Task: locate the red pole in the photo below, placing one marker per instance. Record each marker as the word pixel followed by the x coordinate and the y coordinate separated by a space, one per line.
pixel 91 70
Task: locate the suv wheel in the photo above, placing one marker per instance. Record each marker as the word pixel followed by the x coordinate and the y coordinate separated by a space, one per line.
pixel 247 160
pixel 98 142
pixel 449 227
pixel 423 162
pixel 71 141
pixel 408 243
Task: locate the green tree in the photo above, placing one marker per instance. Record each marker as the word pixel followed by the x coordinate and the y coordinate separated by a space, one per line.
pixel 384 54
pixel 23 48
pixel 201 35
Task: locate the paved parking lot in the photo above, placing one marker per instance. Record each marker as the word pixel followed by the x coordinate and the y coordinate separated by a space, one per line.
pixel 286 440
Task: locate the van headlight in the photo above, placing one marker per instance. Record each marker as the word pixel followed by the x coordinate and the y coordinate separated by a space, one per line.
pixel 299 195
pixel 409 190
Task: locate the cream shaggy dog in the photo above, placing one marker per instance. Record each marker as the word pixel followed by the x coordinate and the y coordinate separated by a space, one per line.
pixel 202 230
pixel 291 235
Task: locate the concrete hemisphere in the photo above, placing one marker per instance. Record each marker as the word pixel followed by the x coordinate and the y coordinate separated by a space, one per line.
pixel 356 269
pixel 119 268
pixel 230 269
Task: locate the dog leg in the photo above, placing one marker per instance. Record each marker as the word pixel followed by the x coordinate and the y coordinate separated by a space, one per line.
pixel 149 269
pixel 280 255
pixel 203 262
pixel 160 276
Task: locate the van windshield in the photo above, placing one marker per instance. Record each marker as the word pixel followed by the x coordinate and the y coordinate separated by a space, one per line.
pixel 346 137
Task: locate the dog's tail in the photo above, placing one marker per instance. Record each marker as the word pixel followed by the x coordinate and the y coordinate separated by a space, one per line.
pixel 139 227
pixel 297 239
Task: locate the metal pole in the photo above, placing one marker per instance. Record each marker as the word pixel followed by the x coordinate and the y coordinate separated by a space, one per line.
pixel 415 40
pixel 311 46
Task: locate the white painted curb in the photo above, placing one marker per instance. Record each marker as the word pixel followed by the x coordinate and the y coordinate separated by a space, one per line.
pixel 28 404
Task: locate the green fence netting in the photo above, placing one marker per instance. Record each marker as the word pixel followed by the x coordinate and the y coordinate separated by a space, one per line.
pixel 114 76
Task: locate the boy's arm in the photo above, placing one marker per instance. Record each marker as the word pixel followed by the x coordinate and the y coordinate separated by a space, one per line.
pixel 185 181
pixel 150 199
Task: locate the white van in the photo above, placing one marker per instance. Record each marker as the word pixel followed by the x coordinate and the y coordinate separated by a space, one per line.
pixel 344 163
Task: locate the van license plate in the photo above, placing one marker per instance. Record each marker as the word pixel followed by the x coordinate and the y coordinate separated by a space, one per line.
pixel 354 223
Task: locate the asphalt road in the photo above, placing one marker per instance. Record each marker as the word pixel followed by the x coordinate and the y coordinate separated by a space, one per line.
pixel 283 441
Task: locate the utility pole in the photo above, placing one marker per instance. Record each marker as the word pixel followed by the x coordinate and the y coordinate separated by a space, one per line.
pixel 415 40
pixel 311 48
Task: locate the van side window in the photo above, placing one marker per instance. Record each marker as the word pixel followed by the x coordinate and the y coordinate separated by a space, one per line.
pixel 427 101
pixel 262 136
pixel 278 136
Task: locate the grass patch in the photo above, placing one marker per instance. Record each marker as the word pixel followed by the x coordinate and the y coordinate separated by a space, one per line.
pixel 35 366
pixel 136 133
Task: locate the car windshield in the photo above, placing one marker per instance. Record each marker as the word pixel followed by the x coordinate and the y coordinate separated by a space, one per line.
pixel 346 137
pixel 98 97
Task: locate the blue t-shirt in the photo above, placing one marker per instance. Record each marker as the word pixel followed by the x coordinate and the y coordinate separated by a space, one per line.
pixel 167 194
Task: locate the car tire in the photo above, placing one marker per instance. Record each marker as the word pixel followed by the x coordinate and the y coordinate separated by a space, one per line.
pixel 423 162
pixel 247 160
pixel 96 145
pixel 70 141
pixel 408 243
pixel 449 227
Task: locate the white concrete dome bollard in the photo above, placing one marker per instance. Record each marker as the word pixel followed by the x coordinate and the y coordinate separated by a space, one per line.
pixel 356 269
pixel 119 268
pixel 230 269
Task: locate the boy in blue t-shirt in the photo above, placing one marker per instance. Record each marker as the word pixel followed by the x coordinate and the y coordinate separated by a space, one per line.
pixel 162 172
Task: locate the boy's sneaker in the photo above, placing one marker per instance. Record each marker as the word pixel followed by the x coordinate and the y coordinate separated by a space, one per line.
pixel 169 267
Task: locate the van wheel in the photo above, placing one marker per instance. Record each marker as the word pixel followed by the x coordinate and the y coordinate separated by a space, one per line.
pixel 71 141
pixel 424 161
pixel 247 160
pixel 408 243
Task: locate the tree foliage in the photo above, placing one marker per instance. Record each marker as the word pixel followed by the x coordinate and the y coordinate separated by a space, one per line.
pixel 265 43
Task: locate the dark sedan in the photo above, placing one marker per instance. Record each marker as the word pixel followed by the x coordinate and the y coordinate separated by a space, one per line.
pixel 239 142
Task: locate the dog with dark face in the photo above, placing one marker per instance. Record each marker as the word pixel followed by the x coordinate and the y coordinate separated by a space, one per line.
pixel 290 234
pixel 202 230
........
→ Assignment: The full listing is to be copied verbatim.

→ Answer to the problem:
Task: locate the red pole in the photo below, placing one marker per instance. Record each marker as the word pixel followed by the x coordinate and the y coordinate separated by a space, one per line.
pixel 91 70
Task: locate the suv wheel in the photo above, placing one marker per instance. Record each marker as the word pixel followed by the x coordinate and the y coordinate separated by a space, one per line.
pixel 247 160
pixel 98 142
pixel 449 227
pixel 423 162
pixel 71 141
pixel 408 243
Task: locate the green tree in the photo above, placing one marker per instance. Record each marker as the word pixel followed by the x coordinate and the y coordinate separated by a space, one per line.
pixel 384 54
pixel 23 48
pixel 201 35
Task: locate the paved parking lot in the photo above, placing one marker per instance. Record each marker as the word pixel followed by the x coordinate and the y coordinate separated by a space, one per line.
pixel 286 440
Task: locate the van headlight in the photo above, placing one marker per instance. Record each marker as the word pixel followed by the x coordinate and the y coordinate separated by a space, one per line.
pixel 299 195
pixel 409 190
Task: locate the cream shaggy dog in the photo above, placing one marker per instance. Record each marker as the word pixel followed by the x coordinate and the y coordinate separated by a space, one per line.
pixel 202 230
pixel 291 235
Task: locate the concrete hemisphere in the photo above, placing one marker per instance. Record each marker as the word pixel followed by the x coordinate and the y coordinate separated by a space, one per line.
pixel 356 269
pixel 119 268
pixel 230 269
Task: locate the dog leg in the photo above, placing one marker per instance. Record each marker as the word pixel followed by the x coordinate and the y coordinate separated by a space, one per line.
pixel 149 269
pixel 280 255
pixel 203 262
pixel 160 276
Task: locate the van windshield in the photo above, placing one marker per instance. Record each marker as the word pixel followed by the x coordinate and the y coordinate separated by a space, one per line.
pixel 346 137
Task: locate the dog's tail in the photo above, placing one marker per instance. Record each marker as the word pixel followed by the x coordinate and the y coordinate separated by a space, one per line.
pixel 139 227
pixel 297 239
Task: locate the metal pole in the photo above, placing one marker per instance. Record each marker as the word pixel followed by the x coordinate and the y coordinate separated by a space, one per line.
pixel 415 40
pixel 311 46
Task: locate the white painted curb in the photo above, placing one marker per instance. Record each marker as the word pixel followed by the x coordinate and the y coordinate separated by a space, one per line.
pixel 28 404
Task: locate the green fence netting in the photo above, placing one marker per instance. Record each marker as the word pixel followed by the x coordinate and the y coordinate separated by a space, one per line.
pixel 114 76
Task: locate the boy's arm in the photo above, placing one marker per instance. Record each marker as the word pixel followed by the x coordinate and the y coordinate separated by a space, one per line.
pixel 185 181
pixel 150 199
Task: locate the white van in the photo above, placing one marker per instance. Record each marker as the word pixel followed by the x coordinate and the y coordinate separated by a space, one per line.
pixel 344 163
Task: locate the van license plate in the photo above, placing one marker per instance. Record each marker as the word pixel followed by the x coordinate and the y coordinate separated by a space, one per line.
pixel 354 223
Task: locate the asphalt road in the photo above, placing one marker per instance. Record each marker as the word pixel followed by the x coordinate and the y coordinate separated by a space, one per line.
pixel 283 441
Task: locate the utility pole in the photo above, placing one marker per instance. Record each marker as the word pixel followed by the x coordinate and the y coordinate separated by a space, one per line.
pixel 415 40
pixel 311 48
Task: locate the van side window in the photo above, placing one marker per instance. Record each marker as the word pixel followed by the x coordinate and the y coordinate separated by a space, one per line.
pixel 427 101
pixel 262 136
pixel 278 136
Task: locate the grass patch in the photo above, placing one marker per instance. Record each marker as the word pixel followed by the x coordinate and the y coordinate separated by a space, one per line.
pixel 35 366
pixel 136 133
Task: locate the car windshield in the photo above, placing one marker per instance. Record each marker as the word pixel followed by the x coordinate and the y coordinate separated by a space, one per line.
pixel 346 137
pixel 98 97
Task: locate the blue t-shirt in the photo above, placing one marker per instance. Record each marker as the word pixel followed by the x coordinate and the y coordinate separated by a space, one per line.
pixel 167 194
Task: locate the car tire in the photo above, placing one marker per instance. Record each marker as the word pixel followed by the x coordinate and the y coordinate separated by a space, one per line.
pixel 423 162
pixel 247 160
pixel 96 145
pixel 70 141
pixel 408 243
pixel 449 227
Task: locate the white concrete dome bollard in the photo above, placing one marker per instance. Record each marker as the word pixel followed by the x coordinate and the y coordinate separated by a space, one per line.
pixel 356 269
pixel 119 268
pixel 230 269
Task: locate the boy in blue t-shirt in the photo above, placing one marker per instance. Record each marker as the word pixel followed by the x coordinate and the y coordinate separated by a space, one per line.
pixel 162 172
Task: locate the boy's sneaker in the photo above, placing one marker per instance. Record each marker as the word pixel followed by the x coordinate and the y coordinate separated by a space, one per line.
pixel 169 267
Task: locate the van wheel in the photo above, placing one marker per instance. Record each marker as the word pixel followed by the x coordinate and the y coordinate separated by a space, one per line.
pixel 71 141
pixel 424 161
pixel 247 160
pixel 408 243
Task: locate the tree foliage in the photo above, placing one marker per instance. Record each marker as the word pixel followed by the x coordinate and the y coordinate separated by a space, one per line.
pixel 265 43
Task: locate the dark sedan in the photo above, placing one marker per instance. Record each marker as the word pixel followed by the x coordinate and the y coordinate separated by a space, one per line.
pixel 239 142
Task: locate the dog with dark face in the photo above, placing one marker per instance. Record each marker as the word pixel followed by the x coordinate and the y coordinate separated by a space, one per line.
pixel 290 234
pixel 202 230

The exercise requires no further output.